____ Listed records
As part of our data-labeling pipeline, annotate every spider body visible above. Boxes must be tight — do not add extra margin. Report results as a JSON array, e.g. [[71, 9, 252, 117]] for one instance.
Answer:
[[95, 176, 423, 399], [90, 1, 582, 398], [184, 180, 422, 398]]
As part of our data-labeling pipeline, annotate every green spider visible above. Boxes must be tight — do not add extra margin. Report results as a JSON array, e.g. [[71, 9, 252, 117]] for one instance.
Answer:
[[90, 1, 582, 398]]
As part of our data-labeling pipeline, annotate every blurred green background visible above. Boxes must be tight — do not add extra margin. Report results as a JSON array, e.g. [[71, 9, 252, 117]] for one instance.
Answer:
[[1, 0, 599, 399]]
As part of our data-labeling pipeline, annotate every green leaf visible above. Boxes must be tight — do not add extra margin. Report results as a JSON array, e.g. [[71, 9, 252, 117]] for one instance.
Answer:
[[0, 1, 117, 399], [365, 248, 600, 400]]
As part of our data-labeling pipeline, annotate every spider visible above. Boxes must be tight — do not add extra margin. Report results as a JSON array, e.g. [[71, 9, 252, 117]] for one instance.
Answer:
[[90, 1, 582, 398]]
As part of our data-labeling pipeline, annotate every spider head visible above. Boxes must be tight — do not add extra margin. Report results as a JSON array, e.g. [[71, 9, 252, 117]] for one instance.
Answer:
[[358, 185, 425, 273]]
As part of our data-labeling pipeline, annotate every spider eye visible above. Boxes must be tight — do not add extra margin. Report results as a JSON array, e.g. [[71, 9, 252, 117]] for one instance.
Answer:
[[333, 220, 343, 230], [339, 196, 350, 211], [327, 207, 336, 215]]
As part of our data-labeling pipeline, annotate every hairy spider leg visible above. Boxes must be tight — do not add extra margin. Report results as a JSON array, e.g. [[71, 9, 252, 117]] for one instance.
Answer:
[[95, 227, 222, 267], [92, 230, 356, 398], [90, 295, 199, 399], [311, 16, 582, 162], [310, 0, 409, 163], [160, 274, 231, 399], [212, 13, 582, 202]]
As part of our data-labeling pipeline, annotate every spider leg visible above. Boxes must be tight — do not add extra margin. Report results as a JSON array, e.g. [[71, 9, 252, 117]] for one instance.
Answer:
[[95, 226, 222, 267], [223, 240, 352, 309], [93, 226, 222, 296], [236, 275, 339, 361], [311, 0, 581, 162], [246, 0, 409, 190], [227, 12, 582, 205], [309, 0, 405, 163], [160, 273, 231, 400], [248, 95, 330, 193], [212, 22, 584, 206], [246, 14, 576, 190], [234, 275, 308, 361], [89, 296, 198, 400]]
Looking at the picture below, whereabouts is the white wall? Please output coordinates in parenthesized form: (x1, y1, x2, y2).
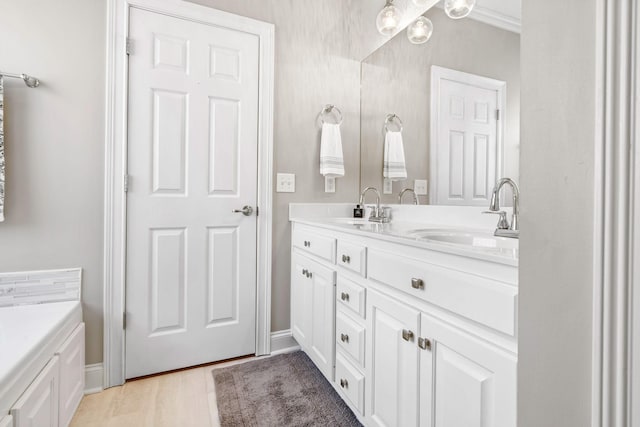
(0, 0, 106, 364)
(518, 0, 597, 424)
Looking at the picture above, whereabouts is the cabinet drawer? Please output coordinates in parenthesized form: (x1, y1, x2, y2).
(368, 249, 517, 336)
(335, 353, 365, 416)
(292, 227, 336, 263)
(336, 311, 365, 368)
(337, 240, 367, 276)
(337, 276, 366, 319)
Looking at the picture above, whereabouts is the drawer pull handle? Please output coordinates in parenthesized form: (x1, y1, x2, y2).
(342, 254, 351, 263)
(340, 292, 350, 302)
(302, 269, 308, 276)
(411, 278, 424, 290)
(418, 337, 432, 351)
(307, 272, 313, 278)
(340, 333, 349, 343)
(340, 378, 349, 388)
(402, 329, 414, 342)
(303, 240, 311, 247)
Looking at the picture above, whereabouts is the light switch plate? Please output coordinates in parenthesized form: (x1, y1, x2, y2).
(383, 178, 393, 195)
(324, 176, 336, 193)
(276, 173, 296, 193)
(414, 179, 428, 195)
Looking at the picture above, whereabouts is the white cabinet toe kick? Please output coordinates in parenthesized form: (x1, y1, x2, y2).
(290, 220, 518, 427)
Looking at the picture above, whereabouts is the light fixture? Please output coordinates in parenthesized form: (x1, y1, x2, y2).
(376, 0, 402, 36)
(411, 0, 430, 6)
(444, 0, 476, 19)
(407, 16, 434, 44)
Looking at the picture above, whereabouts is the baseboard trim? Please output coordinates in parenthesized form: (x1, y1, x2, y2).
(85, 363, 104, 394)
(270, 329, 300, 355)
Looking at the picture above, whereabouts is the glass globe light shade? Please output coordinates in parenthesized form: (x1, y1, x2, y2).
(376, 2, 401, 36)
(444, 0, 476, 19)
(407, 16, 434, 44)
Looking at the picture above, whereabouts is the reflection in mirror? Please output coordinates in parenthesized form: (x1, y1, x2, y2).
(360, 5, 520, 205)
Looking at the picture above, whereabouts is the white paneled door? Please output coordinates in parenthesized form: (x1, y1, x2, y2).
(431, 67, 505, 206)
(125, 7, 259, 378)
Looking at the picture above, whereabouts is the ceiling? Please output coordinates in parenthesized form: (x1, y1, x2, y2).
(471, 0, 522, 33)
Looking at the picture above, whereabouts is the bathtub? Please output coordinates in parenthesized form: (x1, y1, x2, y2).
(0, 301, 83, 426)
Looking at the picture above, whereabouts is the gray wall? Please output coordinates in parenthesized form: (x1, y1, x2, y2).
(0, 0, 106, 364)
(518, 0, 596, 424)
(361, 8, 520, 204)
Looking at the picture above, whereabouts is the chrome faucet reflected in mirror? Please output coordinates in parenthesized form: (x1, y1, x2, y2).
(398, 188, 419, 205)
(359, 186, 391, 223)
(484, 178, 519, 238)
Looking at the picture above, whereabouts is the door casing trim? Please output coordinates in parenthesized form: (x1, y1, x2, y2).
(103, 0, 274, 387)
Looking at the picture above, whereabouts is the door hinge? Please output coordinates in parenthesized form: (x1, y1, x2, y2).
(124, 174, 129, 192)
(256, 206, 259, 217)
(123, 312, 127, 329)
(418, 337, 432, 351)
(496, 109, 501, 121)
(126, 37, 132, 55)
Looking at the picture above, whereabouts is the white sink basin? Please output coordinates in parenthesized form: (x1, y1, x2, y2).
(408, 229, 518, 251)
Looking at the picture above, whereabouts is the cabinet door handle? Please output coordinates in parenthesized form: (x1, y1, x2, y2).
(340, 292, 350, 302)
(340, 378, 349, 388)
(302, 269, 308, 276)
(418, 337, 432, 351)
(411, 278, 424, 290)
(303, 240, 311, 247)
(340, 333, 349, 343)
(342, 254, 351, 263)
(307, 272, 313, 278)
(402, 329, 414, 341)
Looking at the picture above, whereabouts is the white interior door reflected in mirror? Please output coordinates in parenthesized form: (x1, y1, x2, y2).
(430, 66, 506, 206)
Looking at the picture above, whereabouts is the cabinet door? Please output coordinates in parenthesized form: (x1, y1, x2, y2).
(291, 253, 313, 349)
(420, 314, 517, 427)
(367, 290, 420, 427)
(308, 258, 336, 381)
(12, 356, 60, 427)
(0, 416, 13, 427)
(57, 323, 85, 427)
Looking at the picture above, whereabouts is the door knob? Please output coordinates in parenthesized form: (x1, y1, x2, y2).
(232, 205, 254, 216)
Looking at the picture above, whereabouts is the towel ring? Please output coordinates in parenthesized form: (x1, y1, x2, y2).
(320, 104, 343, 125)
(384, 113, 403, 132)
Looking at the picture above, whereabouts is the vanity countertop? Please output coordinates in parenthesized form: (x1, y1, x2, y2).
(291, 217, 518, 267)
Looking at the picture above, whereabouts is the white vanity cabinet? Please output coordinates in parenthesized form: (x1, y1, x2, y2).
(290, 220, 518, 427)
(419, 314, 516, 427)
(291, 251, 336, 381)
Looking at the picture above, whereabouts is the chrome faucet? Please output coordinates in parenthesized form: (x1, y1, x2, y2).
(398, 188, 419, 205)
(359, 186, 390, 223)
(484, 177, 519, 238)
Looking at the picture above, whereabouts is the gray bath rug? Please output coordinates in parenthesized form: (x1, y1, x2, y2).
(212, 351, 362, 427)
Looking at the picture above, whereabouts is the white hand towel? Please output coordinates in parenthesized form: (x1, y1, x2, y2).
(383, 131, 407, 181)
(320, 123, 345, 177)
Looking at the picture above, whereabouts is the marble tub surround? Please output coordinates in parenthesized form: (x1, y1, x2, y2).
(0, 268, 81, 307)
(289, 203, 517, 265)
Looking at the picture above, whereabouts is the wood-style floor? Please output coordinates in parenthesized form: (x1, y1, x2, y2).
(70, 362, 232, 427)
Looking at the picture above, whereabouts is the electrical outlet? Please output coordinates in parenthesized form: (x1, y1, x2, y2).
(383, 178, 393, 194)
(325, 176, 336, 193)
(414, 179, 428, 195)
(276, 173, 295, 193)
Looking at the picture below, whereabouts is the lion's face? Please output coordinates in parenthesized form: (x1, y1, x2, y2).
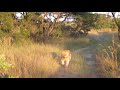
(61, 50, 71, 59)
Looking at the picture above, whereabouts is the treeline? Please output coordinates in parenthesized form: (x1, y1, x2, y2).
(0, 12, 117, 43)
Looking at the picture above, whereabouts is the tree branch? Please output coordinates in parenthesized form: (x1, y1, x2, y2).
(111, 12, 120, 28)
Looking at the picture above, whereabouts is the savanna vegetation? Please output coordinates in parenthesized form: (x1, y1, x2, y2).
(0, 12, 120, 78)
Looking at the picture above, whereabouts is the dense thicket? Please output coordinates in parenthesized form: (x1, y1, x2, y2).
(0, 12, 117, 43)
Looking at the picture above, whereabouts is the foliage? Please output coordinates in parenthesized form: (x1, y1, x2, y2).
(68, 12, 97, 37)
(0, 54, 13, 71)
(0, 12, 117, 42)
(93, 14, 112, 29)
(0, 12, 14, 33)
(96, 36, 120, 78)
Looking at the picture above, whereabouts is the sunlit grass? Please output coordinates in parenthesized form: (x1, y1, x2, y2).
(0, 43, 62, 78)
(67, 52, 89, 78)
(0, 37, 90, 78)
(48, 37, 97, 51)
(96, 36, 120, 78)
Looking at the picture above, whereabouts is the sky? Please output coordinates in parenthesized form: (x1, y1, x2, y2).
(16, 12, 22, 19)
(16, 12, 69, 21)
(92, 12, 120, 18)
(16, 12, 120, 21)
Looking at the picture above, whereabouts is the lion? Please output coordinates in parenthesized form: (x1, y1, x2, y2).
(60, 50, 71, 67)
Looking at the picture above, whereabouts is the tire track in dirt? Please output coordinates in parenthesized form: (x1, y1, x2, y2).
(80, 48, 99, 78)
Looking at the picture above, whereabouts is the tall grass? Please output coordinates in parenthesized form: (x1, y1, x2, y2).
(0, 36, 90, 78)
(96, 36, 120, 78)
(0, 43, 62, 78)
(48, 37, 96, 51)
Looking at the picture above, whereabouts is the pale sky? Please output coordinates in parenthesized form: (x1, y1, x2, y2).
(15, 12, 120, 21)
(92, 12, 120, 18)
(16, 12, 22, 19)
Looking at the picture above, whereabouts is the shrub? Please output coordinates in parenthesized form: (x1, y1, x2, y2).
(0, 54, 12, 71)
(96, 36, 120, 78)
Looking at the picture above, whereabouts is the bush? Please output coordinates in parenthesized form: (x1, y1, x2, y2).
(96, 36, 120, 78)
(52, 28, 63, 38)
(0, 12, 14, 33)
(0, 54, 12, 71)
(0, 54, 17, 78)
(0, 30, 7, 38)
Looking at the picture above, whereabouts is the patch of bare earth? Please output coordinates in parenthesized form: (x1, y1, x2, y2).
(81, 48, 99, 78)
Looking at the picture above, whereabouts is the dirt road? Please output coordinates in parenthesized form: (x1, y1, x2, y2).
(54, 31, 117, 78)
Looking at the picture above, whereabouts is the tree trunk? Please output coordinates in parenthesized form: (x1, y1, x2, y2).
(111, 12, 120, 41)
(118, 28, 120, 41)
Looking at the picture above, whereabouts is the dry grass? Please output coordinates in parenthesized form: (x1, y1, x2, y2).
(2, 29, 117, 78)
(67, 52, 89, 78)
(89, 29, 117, 35)
(0, 43, 62, 78)
(0, 37, 89, 78)
(48, 37, 93, 51)
(96, 36, 120, 78)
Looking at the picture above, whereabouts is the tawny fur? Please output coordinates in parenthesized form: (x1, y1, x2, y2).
(60, 50, 71, 67)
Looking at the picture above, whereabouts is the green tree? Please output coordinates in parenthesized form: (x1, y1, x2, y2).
(111, 12, 120, 41)
(93, 14, 111, 29)
(0, 12, 14, 33)
(67, 12, 97, 37)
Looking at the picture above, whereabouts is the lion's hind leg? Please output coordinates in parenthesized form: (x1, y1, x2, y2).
(65, 60, 70, 67)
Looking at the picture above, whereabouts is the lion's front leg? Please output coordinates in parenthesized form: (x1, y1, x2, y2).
(61, 60, 65, 66)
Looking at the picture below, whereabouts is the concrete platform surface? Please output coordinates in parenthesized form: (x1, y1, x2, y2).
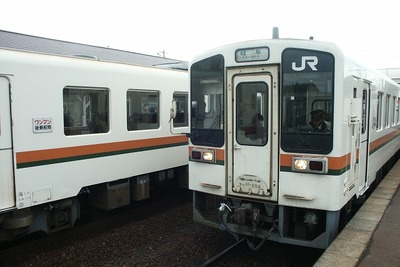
(314, 160, 400, 267)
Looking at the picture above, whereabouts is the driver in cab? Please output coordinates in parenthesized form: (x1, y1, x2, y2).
(308, 109, 331, 133)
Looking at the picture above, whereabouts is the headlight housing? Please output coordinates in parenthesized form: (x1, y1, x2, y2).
(292, 156, 328, 174)
(191, 148, 216, 163)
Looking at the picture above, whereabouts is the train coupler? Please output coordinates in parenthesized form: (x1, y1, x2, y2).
(233, 203, 260, 226)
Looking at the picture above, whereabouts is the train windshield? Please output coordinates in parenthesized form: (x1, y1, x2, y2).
(281, 49, 334, 154)
(190, 55, 224, 147)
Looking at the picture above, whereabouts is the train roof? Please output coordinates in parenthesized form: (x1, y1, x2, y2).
(378, 68, 400, 84)
(0, 30, 188, 70)
(190, 38, 343, 67)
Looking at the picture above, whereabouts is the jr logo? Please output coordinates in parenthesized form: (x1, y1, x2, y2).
(292, 56, 318, 71)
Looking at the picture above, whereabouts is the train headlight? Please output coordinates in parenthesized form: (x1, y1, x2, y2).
(191, 148, 216, 163)
(292, 156, 328, 174)
(294, 159, 308, 170)
(202, 151, 214, 162)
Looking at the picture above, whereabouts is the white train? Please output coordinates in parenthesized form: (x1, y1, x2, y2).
(0, 47, 188, 241)
(188, 35, 400, 249)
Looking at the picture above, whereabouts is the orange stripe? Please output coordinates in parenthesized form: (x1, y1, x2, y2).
(17, 135, 188, 164)
(216, 149, 225, 161)
(329, 154, 351, 170)
(370, 129, 400, 152)
(280, 154, 292, 167)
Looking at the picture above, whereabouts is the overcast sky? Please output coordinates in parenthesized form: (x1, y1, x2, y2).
(1, 0, 400, 69)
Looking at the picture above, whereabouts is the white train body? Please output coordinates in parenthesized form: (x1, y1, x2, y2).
(0, 48, 188, 240)
(189, 38, 400, 248)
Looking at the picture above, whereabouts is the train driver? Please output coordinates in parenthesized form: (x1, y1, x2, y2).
(308, 109, 331, 133)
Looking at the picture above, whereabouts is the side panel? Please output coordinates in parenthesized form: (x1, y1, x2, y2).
(1, 50, 188, 209)
(0, 76, 15, 210)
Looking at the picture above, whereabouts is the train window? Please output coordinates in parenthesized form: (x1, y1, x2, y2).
(127, 90, 159, 131)
(362, 89, 367, 134)
(173, 92, 188, 127)
(236, 82, 268, 146)
(63, 87, 109, 136)
(281, 49, 334, 154)
(398, 97, 400, 124)
(393, 96, 397, 126)
(385, 94, 390, 128)
(377, 92, 383, 130)
(190, 54, 224, 147)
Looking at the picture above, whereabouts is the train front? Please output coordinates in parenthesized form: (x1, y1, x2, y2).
(188, 40, 350, 249)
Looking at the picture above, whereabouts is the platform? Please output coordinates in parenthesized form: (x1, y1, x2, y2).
(314, 159, 400, 267)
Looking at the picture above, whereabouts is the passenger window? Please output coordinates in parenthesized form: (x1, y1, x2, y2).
(173, 92, 188, 127)
(398, 97, 400, 124)
(385, 94, 390, 128)
(377, 92, 383, 130)
(63, 87, 109, 135)
(127, 90, 159, 131)
(362, 89, 367, 134)
(393, 96, 397, 126)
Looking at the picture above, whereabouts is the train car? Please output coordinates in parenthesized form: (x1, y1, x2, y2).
(188, 34, 400, 249)
(0, 47, 188, 241)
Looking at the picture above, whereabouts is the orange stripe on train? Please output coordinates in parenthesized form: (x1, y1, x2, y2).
(17, 135, 188, 164)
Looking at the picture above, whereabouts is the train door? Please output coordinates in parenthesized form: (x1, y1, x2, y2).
(358, 81, 371, 195)
(0, 76, 15, 210)
(347, 77, 367, 196)
(227, 67, 278, 201)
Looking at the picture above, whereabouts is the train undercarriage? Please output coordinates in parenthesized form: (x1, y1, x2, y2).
(0, 165, 187, 242)
(193, 191, 343, 249)
(193, 152, 400, 249)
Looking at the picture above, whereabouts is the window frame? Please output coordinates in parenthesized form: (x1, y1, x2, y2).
(63, 86, 110, 136)
(126, 89, 160, 131)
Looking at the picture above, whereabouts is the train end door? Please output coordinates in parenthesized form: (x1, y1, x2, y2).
(227, 67, 279, 202)
(0, 76, 15, 210)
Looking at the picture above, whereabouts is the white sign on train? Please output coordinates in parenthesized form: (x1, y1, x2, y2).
(33, 118, 53, 133)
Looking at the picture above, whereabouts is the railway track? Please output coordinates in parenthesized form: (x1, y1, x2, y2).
(0, 187, 192, 264)
(198, 237, 323, 267)
(0, 186, 323, 267)
(4, 169, 394, 267)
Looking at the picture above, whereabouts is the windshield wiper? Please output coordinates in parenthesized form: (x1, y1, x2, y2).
(205, 114, 221, 140)
(286, 115, 310, 147)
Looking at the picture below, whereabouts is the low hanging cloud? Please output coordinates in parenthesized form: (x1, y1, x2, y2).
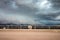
(0, 0, 60, 25)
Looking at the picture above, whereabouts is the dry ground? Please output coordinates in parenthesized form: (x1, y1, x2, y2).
(0, 29, 60, 40)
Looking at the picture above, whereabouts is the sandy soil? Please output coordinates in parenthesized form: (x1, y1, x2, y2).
(0, 29, 60, 40)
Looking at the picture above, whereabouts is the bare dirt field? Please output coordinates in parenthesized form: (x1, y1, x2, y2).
(0, 29, 60, 40)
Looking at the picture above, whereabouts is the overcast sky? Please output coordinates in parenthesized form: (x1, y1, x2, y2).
(0, 0, 60, 25)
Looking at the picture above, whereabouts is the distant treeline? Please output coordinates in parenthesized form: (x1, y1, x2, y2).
(0, 25, 60, 29)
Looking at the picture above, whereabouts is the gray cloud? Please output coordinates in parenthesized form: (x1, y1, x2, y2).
(0, 0, 60, 25)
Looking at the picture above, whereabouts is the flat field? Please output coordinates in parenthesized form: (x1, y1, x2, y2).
(0, 29, 60, 40)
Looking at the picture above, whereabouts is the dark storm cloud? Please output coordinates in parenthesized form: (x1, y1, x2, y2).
(33, 0, 60, 25)
(0, 0, 37, 24)
(48, 0, 60, 9)
(0, 0, 60, 25)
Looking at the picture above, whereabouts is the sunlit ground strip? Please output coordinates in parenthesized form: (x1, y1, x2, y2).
(0, 29, 60, 32)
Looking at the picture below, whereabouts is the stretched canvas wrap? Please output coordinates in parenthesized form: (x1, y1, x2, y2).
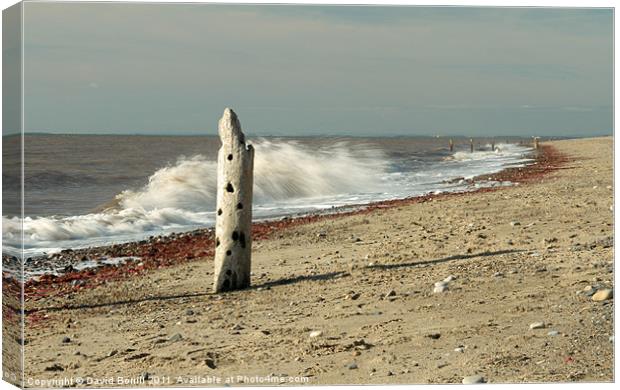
________
## Action item
Search the records above for the string "spider". Report each line that has it.

## Answer section
As part of our data-labeling pipeline, annotate every spider body visible above. Boxes must be tight — do not add extra margin. Report results as a JSON array, e.g. [[71, 9, 252, 117]] for one instance.
As part of our data-labeling pipeline, annotate every green spider visible above. Boxes must be tight — do not add extra margin. Report results as a JSON array, e.g. [[71, 9, 252, 117]] for one instance.
As part of our data-labeling pipeline, annotate every spider visible above. Boxes must be tight — do not add extra margin. Report results as a JSON array, e.g. [[71, 9, 252, 117]] for one instance.
As part of our data-labeling pipeline, annotate every spider head visible above. Boxes must be tight — do not add extra margin. Report results as a JSON array, e.g. [[71, 9, 252, 117]] for one instance.
As part of our data-labeling pipeline, annotate every spider eye visible above. Boxes must be tight — do not add extra margin. Report results as a JSON array, e.g. [[71, 9, 252, 117]] for one instance.
As part of our data-labeling pipeline, annotate every hairy spider leg visible above. Boxes must be tight — do not add extra margin. Report results as a JSON array, e.g. [[71, 9, 252, 117]] for one instance.
As part of our data-labeling pipeline, annotate every spider leg visible above. Boxes must be tight — do not add extra margin. Report results as a JSON array, e.g. [[71, 9, 252, 117]] for one instance.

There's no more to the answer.